**Selected text**:

· · ·

Two identical platforms will have the same interrupts but different signals can occur depending on the OS that is running (or SW in general that is running)

  • In Linux interrupts are divided into:
    • top-half: fast, non-blocking, requires min amount of processing and it executes immediately when interrupt occurs to handle critical processing
    • bottom-half: can have arbitrary complexity, can block and it can execute later as a separate thread only restricted by maybe specifics of the interrupt being handled like for example IO device timeouts

Linux Tasks

  • The abstraction to represent an execution context is called a task and in code is described in the task_struct in Linux, it represents the execution context of a kernel level thread (KLT)

  • A single threaded process will have 1 task and a multithreaded will have many tasks,

  • The pid_t pid; field in this task struct is actually the thread identifier (this is due to historic reasons) but if we have a single threaded process the task/thread ID and process ID are the same, in a multithreaded process the process ID and the first task/thread that was created when the process was first created have the same ID which is also stored in the task group ID tgid (= process ID).

  • The task_struct has a linked list of tasks that are part of the process through the list_head tasks; field

  • To create a new task Linux support the clone operation that can share everything or some parts of the parent thread by using thr sharing_flags argument, fork is internally implemented via clone (fork is just a special case of a clone call). The main use of clone is to implement threads, multiple threads of control in a program that run concurrently in a shared memory space.

· · ·

**Material provided**:

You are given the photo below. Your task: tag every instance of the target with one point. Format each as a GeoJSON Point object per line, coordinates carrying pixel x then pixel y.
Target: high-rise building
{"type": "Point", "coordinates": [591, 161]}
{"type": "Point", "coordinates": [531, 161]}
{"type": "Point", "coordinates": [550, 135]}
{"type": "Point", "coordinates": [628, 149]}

· · ·

**Written tasks**:
a) Summarize the notes on Linux interrupts and tasks in two sentences.
b) Pick out every line of the entries that contains the word "Point", treating uppercase and lowercase as distinct.
The entries are unrelated to the notes on Linux interrupts and tasks.

**Responses by task**:
a) In Linux, interrupts are split into a fast, non-blocking top half that runs immediately and a bottom half that can be arbitrarily complex, can block, and may run later as a separate thread. An execution context is represented by a task described in task_struct, where a single-threaded process has one task and a multithreaded process has many, and new tasks are created with clone, of which fork is a special case.

b)
You are given the photo below. Your task: tag every instance of the target with one point. Format each as a GeoJSON Point object per line, coordinates carrying pixel x then pixel y.
{"type": "Point", "coordinates": [591, 161]}
{"type": "Point", "coordinates": [531, 161]}
{"type": "Point", "coordinates": [550, 135]}
{"type": "Point", "coordinates": [628, 149]}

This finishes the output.